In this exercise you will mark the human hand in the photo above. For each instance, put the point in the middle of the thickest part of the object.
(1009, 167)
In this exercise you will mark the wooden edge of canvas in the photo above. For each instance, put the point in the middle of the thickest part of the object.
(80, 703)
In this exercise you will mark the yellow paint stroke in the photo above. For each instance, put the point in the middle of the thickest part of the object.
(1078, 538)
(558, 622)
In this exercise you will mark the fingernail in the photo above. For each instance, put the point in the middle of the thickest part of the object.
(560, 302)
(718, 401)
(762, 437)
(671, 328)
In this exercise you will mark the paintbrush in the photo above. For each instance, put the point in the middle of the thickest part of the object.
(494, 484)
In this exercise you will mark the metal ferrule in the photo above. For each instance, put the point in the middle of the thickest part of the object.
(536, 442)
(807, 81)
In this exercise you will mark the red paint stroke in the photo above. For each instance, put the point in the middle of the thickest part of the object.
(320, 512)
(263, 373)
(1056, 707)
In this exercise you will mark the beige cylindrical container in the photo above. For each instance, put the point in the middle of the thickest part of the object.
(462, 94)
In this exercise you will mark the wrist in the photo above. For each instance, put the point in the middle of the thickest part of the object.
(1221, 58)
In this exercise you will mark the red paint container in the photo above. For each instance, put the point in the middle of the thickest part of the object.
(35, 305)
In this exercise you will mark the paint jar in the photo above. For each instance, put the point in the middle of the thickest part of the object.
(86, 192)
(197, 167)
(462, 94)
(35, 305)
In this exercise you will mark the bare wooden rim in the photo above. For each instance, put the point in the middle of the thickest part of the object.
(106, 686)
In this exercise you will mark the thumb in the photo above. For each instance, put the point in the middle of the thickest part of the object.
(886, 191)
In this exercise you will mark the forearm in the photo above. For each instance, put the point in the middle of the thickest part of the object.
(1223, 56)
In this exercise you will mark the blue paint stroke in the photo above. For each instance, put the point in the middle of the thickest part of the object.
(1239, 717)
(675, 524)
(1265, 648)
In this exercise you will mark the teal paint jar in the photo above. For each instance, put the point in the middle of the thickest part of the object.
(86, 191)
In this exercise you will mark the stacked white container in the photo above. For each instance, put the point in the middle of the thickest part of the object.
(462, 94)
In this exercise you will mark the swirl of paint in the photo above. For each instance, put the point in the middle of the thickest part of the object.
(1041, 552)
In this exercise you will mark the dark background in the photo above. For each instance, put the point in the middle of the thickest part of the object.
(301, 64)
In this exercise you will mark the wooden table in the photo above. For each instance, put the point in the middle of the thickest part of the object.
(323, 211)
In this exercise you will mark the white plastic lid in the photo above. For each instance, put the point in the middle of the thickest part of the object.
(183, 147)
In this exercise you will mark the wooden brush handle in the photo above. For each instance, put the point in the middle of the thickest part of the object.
........
*Task brief*:
Beginning with the line that contains "In this exercise you will mark the stacked", return every line through the end of the data above, exactly as written.

*Exercise answer*:
In this exercise you will mark the stacked white container in the photo above. For each instance, put the point in the middle of the thickest part of the object.
(462, 94)
In this exercise you will mark the swirl of paint in the photo above. For each instance, put the point in the middle of the thickest part of the object.
(1041, 552)
In this exercise you will mark the dark background in the photo above. For each instance, put the point in the middle of the thickest part of the object.
(301, 64)
In this exercise you will mark the wooden table in the photo above. For each instance, put the point in the middle of the thickest part of the object.
(323, 211)
In this exercise you will mark the white plastic lid in the photo above. For each instance, put the point in the middle of the thickest part of the object.
(183, 147)
In this exercise you will mark the wooden brush handle in the photo above. For each instance, put the point in the middle of the thickest part of the object.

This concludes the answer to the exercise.